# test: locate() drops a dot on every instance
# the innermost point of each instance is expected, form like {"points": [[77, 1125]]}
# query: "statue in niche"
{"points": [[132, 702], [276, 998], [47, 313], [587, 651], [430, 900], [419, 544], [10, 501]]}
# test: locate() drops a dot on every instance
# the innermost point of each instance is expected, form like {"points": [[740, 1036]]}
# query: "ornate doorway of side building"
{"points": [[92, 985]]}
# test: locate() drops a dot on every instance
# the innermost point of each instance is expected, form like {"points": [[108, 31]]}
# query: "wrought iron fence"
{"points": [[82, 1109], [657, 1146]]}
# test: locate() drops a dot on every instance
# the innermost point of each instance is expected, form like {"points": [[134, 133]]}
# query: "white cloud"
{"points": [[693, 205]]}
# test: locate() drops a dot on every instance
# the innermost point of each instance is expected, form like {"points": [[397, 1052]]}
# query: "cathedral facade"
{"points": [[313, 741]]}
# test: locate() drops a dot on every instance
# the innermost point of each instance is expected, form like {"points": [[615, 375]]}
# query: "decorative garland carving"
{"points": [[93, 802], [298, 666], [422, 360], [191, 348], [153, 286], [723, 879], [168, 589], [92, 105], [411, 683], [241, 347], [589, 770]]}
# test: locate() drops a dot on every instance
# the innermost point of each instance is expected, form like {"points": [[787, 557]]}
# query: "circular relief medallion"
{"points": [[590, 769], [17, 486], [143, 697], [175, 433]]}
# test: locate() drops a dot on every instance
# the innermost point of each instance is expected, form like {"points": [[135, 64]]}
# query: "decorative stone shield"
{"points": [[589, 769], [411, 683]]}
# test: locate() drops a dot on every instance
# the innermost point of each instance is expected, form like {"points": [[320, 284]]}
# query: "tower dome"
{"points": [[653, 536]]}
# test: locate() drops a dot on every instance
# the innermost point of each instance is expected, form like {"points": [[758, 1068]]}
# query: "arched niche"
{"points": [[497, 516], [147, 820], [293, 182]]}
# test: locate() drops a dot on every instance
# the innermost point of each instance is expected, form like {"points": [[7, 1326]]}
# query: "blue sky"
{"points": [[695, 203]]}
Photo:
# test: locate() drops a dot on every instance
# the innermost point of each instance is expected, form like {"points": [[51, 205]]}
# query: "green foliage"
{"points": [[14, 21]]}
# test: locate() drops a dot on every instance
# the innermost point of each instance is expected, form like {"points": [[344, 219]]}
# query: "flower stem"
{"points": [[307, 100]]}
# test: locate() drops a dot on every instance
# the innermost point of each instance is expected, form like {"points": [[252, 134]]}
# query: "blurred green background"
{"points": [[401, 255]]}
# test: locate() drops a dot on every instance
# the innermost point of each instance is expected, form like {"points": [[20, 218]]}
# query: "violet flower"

================================

- **How to complete this task**:
Repeat all the records without altering a single word.

- **Answer box**:
# test: locate() drops a dot on every instance
# the innermost point of each instance is expected, form like {"points": [[77, 1125]]}
# query: "statue in niche"
{"points": [[132, 702], [276, 998], [47, 313], [587, 651], [430, 900], [419, 544], [10, 501]]}
# test: locate() drops a dot on every instance
# the innermost point of each instance is expected, form like {"points": [[740, 1036]]}
# query: "ornate doorway of side building"
{"points": [[92, 985]]}
# test: locate() drops a dot on every instance
# the innermost point of each instance is expected, form like {"points": [[108, 31]]}
# query: "wrought iron fence"
{"points": [[82, 1109], [657, 1146]]}
# test: locate() drops a dot on every instance
# the innermost point of each instance is expected, form like {"points": [[134, 133]]}
# query: "white cloud"
{"points": [[693, 205]]}
# test: locate() drops a dot on every instance
# the innermost point of each instance is expected, form like {"points": [[397, 1052]]}
# query: "cathedral facade"
{"points": [[313, 741]]}
# test: locate() drops a dot on every instance
# the innermost point of each instance is expected, form like {"points": [[615, 375]]}
# query: "decorative garland carving"
{"points": [[93, 802], [298, 666], [422, 360], [191, 348], [153, 286], [723, 879], [168, 589], [92, 105], [411, 683], [241, 347], [589, 770]]}
# test: locate() drops a dot on every instance
# the innermost point of each instance is expected, form like {"points": [[787, 557]]}
# query: "circular relief medallion"
{"points": [[590, 769], [17, 486], [143, 697], [175, 433]]}
# test: locate() drops a dot on every instance
# the innermost point of each instance is expected, form like {"points": [[135, 64]]}
# query: "decorative stone shield"
{"points": [[589, 769], [411, 683]]}
# test: locate() drops a dot on every instance
# the innermost point of each instance is expected, form like {"points": [[320, 284]]}
# query: "tower dome"
{"points": [[653, 536]]}
# test: locate() drops a dot on every instance
# the innermost point of each instance is expected, form like {"points": [[758, 1068]]}
# query: "arched niche"
{"points": [[497, 516], [147, 820], [293, 182]]}
# test: locate() drops a dot on every instance
# the innermost point of each instance is expected, form like {"points": [[7, 1326]]}
# query: "blue sky"
{"points": [[695, 203]]}
Photo:
# test: locate() drops a dot on every instance
# the innermost point of each instance is expected, form like {"points": [[51, 205]]}
# query: "green foliage"
{"points": [[14, 21]]}
# test: locate() drops a dot on every instance
# the innermost point of each instance is expected, form like {"points": [[344, 219]]}
# query: "flower stem"
{"points": [[307, 100]]}
# test: locate() drops a dot on every instance
# the innermost point of each instance is expected, form like {"points": [[252, 134]]}
# query: "blurred green background"
{"points": [[401, 255]]}
# test: locate() drops a dot on every instance
# the innermost point of each instance is expected, form like {"points": [[20, 218]]}
# query: "violet flower"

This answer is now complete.